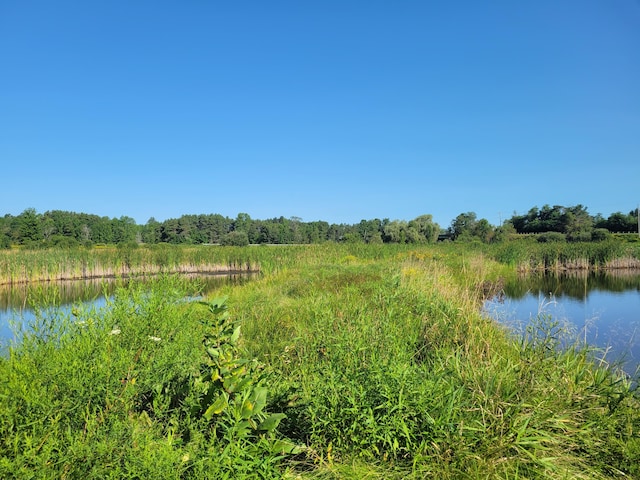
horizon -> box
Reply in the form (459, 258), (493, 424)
(2, 2), (639, 227)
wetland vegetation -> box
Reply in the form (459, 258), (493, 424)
(1, 204), (639, 477)
(1, 241), (639, 478)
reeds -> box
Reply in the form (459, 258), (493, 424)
(490, 239), (640, 272)
(0, 245), (264, 285)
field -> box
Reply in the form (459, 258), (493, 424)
(0, 243), (639, 478)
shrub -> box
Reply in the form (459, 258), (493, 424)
(591, 228), (611, 242)
(221, 231), (249, 246)
(567, 230), (593, 242)
(536, 232), (566, 243)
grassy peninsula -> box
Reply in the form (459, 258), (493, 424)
(0, 244), (638, 478)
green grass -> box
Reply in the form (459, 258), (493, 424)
(1, 244), (638, 478)
(491, 238), (640, 271)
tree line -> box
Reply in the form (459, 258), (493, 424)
(450, 205), (639, 243)
(1, 205), (637, 248)
(0, 209), (440, 248)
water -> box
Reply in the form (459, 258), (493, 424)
(0, 274), (256, 347)
(484, 270), (640, 376)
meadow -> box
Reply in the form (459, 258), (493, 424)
(0, 243), (638, 478)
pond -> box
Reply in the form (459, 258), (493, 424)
(484, 270), (640, 376)
(0, 273), (256, 347)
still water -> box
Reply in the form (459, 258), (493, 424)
(0, 274), (255, 346)
(484, 270), (640, 376)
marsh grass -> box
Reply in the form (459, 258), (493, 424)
(226, 247), (640, 478)
(0, 245), (263, 285)
(491, 239), (640, 272)
(1, 245), (638, 478)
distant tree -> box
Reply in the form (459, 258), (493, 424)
(220, 230), (249, 246)
(327, 223), (348, 242)
(343, 232), (364, 243)
(233, 213), (252, 233)
(90, 216), (114, 244)
(383, 220), (403, 243)
(0, 215), (11, 249)
(112, 216), (137, 244)
(303, 221), (330, 243)
(356, 219), (383, 244)
(473, 218), (493, 243)
(15, 208), (42, 244)
(142, 217), (161, 244)
(409, 214), (440, 243)
(449, 212), (478, 240)
(596, 211), (637, 233)
(564, 204), (593, 237)
(492, 222), (516, 242)
(509, 204), (594, 236)
(368, 231), (384, 244)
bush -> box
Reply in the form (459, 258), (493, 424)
(567, 230), (593, 242)
(221, 230), (249, 246)
(591, 228), (611, 242)
(536, 232), (566, 243)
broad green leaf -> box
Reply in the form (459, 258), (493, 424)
(225, 376), (252, 394)
(271, 439), (304, 455)
(258, 413), (286, 432)
(230, 325), (241, 344)
(241, 399), (254, 419)
(204, 394), (228, 420)
(252, 386), (268, 415)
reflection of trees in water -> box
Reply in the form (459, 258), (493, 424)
(0, 279), (113, 311)
(503, 270), (640, 301)
(0, 274), (257, 311)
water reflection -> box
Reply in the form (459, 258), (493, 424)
(503, 269), (640, 301)
(0, 273), (257, 344)
(485, 269), (640, 376)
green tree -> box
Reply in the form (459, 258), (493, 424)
(15, 208), (42, 244)
(112, 216), (137, 244)
(473, 218), (493, 243)
(596, 211), (637, 233)
(233, 213), (251, 233)
(449, 212), (478, 240)
(142, 217), (161, 244)
(409, 214), (440, 243)
(563, 204), (593, 237)
(383, 220), (403, 243)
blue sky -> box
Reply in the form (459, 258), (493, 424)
(1, 1), (639, 228)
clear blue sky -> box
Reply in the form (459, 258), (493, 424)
(1, 1), (639, 228)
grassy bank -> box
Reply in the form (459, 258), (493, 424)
(1, 245), (638, 478)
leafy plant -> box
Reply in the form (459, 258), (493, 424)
(191, 297), (300, 455)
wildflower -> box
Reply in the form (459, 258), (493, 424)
(109, 328), (121, 335)
(148, 335), (161, 342)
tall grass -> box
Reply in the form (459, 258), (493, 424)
(1, 244), (638, 478)
(491, 238), (640, 271)
(0, 245), (266, 285)
(0, 243), (426, 286)
(225, 246), (640, 478)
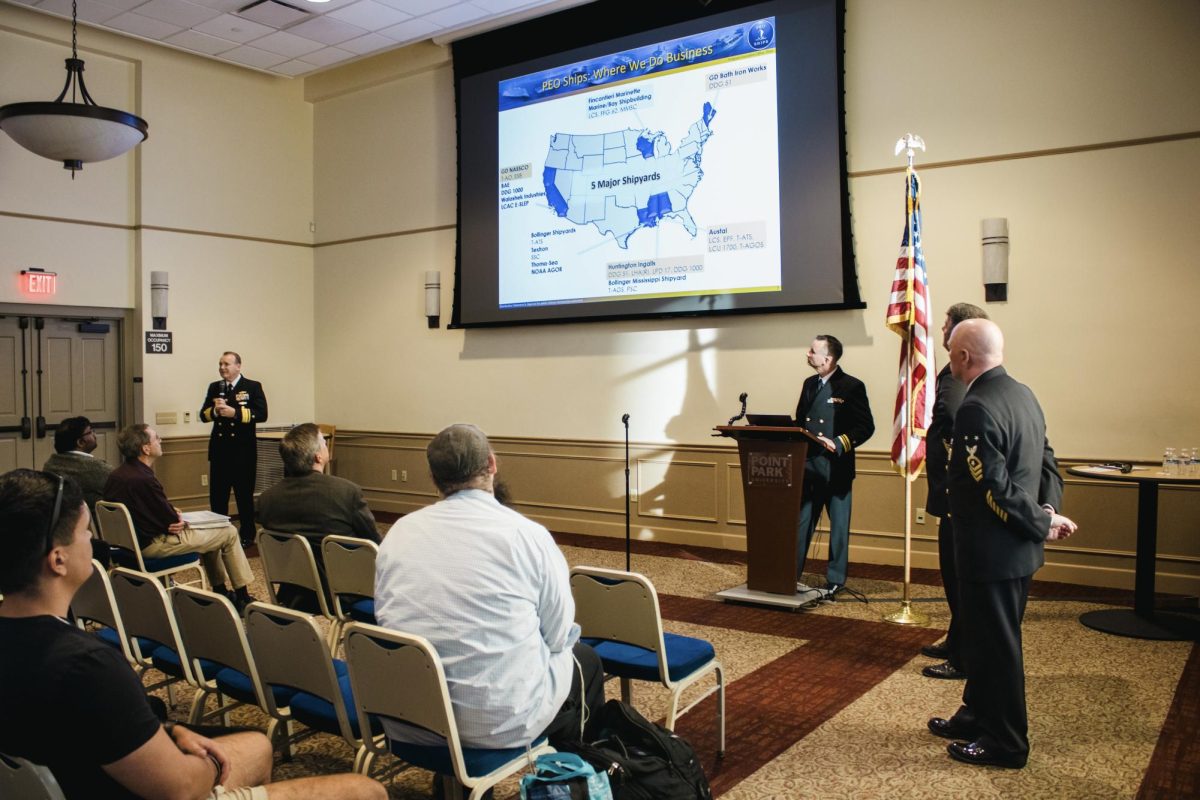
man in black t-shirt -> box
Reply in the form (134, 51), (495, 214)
(0, 469), (385, 800)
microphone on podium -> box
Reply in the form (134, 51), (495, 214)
(727, 392), (748, 425)
(621, 413), (630, 426)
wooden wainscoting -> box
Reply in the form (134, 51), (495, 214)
(158, 436), (213, 510)
(161, 430), (1200, 595)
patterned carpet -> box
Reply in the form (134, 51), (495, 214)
(150, 530), (1198, 799)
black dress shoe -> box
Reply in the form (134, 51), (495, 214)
(922, 661), (966, 680)
(927, 716), (980, 741)
(947, 740), (1026, 769)
(921, 641), (950, 659)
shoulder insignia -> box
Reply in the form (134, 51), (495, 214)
(966, 444), (983, 483)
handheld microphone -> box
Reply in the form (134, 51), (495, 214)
(621, 413), (630, 426)
(219, 380), (230, 398)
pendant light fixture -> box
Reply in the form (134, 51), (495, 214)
(0, 0), (149, 178)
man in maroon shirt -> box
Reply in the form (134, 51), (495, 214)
(104, 424), (254, 609)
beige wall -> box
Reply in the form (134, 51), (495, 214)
(310, 0), (1200, 460)
(0, 4), (315, 441)
(3, 1), (1197, 591)
(306, 0), (1199, 592)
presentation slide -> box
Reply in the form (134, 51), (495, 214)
(496, 19), (781, 310)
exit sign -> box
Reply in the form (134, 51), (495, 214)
(21, 269), (57, 295)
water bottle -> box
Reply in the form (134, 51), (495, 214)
(1163, 447), (1177, 475)
(1189, 448), (1199, 478)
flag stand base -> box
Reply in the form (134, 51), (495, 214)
(883, 601), (929, 626)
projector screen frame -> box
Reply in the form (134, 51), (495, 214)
(450, 0), (861, 329)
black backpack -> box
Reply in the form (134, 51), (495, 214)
(565, 700), (712, 800)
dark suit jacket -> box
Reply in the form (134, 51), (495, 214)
(794, 366), (875, 491)
(925, 364), (966, 517)
(257, 470), (379, 612)
(200, 376), (268, 461)
(948, 366), (1064, 582)
(257, 471), (380, 545)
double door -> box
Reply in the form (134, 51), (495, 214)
(0, 315), (122, 472)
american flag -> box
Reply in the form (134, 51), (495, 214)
(885, 168), (935, 477)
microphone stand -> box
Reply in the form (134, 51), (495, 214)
(622, 413), (631, 572)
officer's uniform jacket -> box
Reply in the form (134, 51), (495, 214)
(200, 376), (268, 461)
(947, 366), (1063, 582)
(794, 366), (875, 492)
(925, 363), (966, 518)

==========

**What this task involves**
From the records above, pull every line that has the string "black" and copy it.

**Task answer**
man in black t-shirt -> box
black dress shoe -> box
black backpack -> box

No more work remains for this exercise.